◆ **TASK OBJECTIVE**
Examine each line of the data. Copy the line if it includes the word "clicks".

========================================================================

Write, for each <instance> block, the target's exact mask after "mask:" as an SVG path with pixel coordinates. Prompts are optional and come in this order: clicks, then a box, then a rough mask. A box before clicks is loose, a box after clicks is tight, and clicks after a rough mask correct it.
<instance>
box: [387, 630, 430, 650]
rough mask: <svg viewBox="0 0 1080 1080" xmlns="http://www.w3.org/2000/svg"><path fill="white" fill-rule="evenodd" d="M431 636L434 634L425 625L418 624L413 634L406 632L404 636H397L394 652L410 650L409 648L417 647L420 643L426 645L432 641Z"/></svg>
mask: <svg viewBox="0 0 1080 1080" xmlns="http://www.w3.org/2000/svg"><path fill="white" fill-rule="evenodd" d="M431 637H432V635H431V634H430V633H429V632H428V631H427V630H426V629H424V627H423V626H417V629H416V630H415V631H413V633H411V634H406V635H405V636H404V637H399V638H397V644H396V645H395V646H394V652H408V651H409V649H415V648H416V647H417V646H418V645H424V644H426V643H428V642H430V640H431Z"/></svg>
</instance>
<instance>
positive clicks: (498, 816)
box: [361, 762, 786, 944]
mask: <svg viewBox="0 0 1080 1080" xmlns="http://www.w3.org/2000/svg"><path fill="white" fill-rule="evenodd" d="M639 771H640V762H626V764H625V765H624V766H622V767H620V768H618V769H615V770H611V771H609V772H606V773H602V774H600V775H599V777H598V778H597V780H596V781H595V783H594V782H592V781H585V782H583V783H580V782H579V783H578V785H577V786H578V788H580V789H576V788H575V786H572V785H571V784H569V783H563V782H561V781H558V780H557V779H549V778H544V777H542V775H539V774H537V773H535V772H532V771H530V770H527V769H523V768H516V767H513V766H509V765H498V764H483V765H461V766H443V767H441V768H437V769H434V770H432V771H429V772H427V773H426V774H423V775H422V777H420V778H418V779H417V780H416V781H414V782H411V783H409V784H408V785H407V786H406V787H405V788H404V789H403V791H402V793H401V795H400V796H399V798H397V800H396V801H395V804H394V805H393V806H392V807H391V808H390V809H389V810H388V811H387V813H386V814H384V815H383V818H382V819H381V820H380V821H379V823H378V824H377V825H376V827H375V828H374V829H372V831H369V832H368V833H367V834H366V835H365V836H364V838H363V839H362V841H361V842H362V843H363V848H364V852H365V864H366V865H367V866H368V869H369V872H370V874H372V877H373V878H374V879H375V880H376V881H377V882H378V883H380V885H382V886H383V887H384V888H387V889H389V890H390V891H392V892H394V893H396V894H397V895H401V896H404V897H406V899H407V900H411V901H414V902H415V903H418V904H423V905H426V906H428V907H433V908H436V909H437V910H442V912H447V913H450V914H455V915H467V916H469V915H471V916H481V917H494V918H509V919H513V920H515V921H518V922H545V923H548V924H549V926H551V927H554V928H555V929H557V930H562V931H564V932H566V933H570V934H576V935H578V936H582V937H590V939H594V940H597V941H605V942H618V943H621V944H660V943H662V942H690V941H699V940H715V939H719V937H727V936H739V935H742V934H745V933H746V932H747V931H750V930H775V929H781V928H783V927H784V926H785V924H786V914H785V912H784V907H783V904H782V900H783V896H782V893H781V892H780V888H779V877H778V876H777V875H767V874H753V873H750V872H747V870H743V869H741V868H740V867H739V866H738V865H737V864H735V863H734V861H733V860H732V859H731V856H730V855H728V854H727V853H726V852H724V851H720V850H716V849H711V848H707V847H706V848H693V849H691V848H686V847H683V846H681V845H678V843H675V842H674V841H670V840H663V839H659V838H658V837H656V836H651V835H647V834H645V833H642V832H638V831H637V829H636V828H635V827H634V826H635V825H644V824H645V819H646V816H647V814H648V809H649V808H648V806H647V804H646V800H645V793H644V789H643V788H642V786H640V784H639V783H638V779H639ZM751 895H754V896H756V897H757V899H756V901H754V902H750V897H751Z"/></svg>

========================================================================

◆ **WRITTEN SOLUTION**
Write, for each <instance> block, the target's exact mask after "mask:" as an SVG path with pixel coordinates. Prompts are optional and come in this order: clicks, then a box, then a rough mask. A box before clicks is loose, a box after clicks is tight, and clicks after a rough mask correct it.
positive clicks: (498, 816)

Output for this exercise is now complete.